Copy out, line for line, the part of the records below that opens with the line containing "TARGET = forest floor" and continues through the final line of the records.

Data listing
☆ ☆ ☆ ☆
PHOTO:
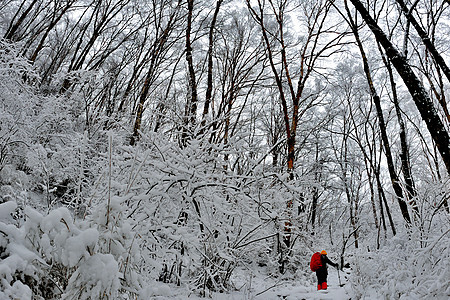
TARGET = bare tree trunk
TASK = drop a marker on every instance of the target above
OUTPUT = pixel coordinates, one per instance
(210, 65)
(13, 27)
(423, 102)
(387, 149)
(425, 39)
(191, 106)
(404, 153)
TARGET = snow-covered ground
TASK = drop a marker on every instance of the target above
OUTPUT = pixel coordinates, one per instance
(264, 288)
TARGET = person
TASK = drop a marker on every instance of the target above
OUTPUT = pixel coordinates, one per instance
(322, 272)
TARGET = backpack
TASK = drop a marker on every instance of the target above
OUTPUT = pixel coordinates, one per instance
(316, 262)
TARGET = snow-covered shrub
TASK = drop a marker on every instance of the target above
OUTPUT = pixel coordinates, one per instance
(50, 256)
(414, 264)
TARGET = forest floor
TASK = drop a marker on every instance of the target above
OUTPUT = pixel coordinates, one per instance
(259, 287)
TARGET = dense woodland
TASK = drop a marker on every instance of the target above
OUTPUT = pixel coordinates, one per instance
(185, 141)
☆ ☆ ☆ ☆
■ TASK RESPONSE:
TARGET = forest floor
TASK = drop a marker on every instance of the target above
OUTPUT = pixel coordinates, one per instance
(259, 287)
TARGET = dense woodland
TASK = drop a marker on every instance of the target above
OUTPUT = pixel coordinates, one per instance
(185, 141)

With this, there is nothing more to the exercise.